Records from a data collection
----
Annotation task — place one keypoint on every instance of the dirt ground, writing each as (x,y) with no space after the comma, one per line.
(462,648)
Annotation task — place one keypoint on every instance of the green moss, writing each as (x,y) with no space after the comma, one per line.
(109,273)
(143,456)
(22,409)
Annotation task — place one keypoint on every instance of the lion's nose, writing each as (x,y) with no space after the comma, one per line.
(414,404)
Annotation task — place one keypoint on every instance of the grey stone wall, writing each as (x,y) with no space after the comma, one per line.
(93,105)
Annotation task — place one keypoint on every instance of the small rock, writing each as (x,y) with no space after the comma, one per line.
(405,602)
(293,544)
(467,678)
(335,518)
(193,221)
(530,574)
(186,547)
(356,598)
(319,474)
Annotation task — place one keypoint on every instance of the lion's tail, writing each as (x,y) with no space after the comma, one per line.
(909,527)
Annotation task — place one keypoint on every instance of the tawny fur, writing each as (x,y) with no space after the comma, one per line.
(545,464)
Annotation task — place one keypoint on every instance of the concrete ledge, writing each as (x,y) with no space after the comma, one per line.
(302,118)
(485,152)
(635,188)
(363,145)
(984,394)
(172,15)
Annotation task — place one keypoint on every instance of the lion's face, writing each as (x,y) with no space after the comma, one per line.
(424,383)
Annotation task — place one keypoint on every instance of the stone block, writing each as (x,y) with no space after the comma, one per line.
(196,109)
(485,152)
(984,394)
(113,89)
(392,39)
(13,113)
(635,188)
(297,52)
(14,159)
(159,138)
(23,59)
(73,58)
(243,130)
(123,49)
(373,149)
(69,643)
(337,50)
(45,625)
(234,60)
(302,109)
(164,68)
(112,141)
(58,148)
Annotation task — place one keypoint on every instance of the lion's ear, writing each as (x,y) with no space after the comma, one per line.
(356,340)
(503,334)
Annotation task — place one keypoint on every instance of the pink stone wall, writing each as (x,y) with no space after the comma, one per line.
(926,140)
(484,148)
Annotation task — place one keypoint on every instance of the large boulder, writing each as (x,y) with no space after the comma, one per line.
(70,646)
----
In full and without alteration, reproduce the records above.

## Expected answer
Annotation task — place one keypoint on every instance of the dirt ground, writing each as (x,y) with no space after the comma, one per line.
(462,648)
Annotation task — place one keypoint on every instance of the green moss, writing each as (x,y) with no space after the comma, one per line.
(109,273)
(143,456)
(22,409)
Annotation task — place one keypoint on every instance of the lion's nose, writing each as (x,y) with no space after the comma, one per line.
(414,404)
Annotation task — place one keypoint on every instance of the grey stone wall, writing each as (x,y) with no space after the comma, one per line.
(93,105)
Annotation task — place one keypoint on every instance of the small rock, writing each as (x,y) with no space after the comma, one per line.
(405,602)
(293,544)
(467,678)
(335,518)
(193,221)
(530,574)
(186,547)
(356,598)
(319,474)
Annotation task — place one keypoint on every instance of the lion's tail, writing each as (x,y) with no space after the comma, one per line.
(909,527)
Annotation task — place one keypoint on every instance of the tawny fur, writing each as (x,y) with no space after the comma, one per line.
(545,464)
Annotation task — place one keypoint on every instance of the concrete ledge, writing each as (x,y) with no space after the comma, one per line.
(302,118)
(485,152)
(635,188)
(363,145)
(984,394)
(172,15)
Annotation task — place one keypoint on every instance of the lion's face, writing each as (x,y) with no space after the comma, one per line.
(424,383)
Annotation task — place one keypoint on every instance of the stone block, writing each as (x,y) with no space after the comma, one per line.
(196,109)
(485,152)
(984,394)
(113,89)
(392,39)
(13,113)
(635,188)
(297,52)
(14,159)
(159,138)
(23,59)
(73,58)
(243,130)
(123,49)
(373,149)
(69,643)
(337,50)
(45,625)
(234,60)
(302,109)
(164,68)
(112,141)
(58,148)
Annotation task — place one keypoint on every instance of the lion's ear, writing each as (x,y) with no space after the comma, one per line.
(356,340)
(503,334)
Annotation task — place one keypoint on every instance of the pink stone wall, writing each as (x,y) with no space after the comma, one per line.
(926,140)
(484,148)
Annotation task — place one keypoint on every instance of the large boulder, writing each as (x,y) with no space after the comma, one per line.
(70,646)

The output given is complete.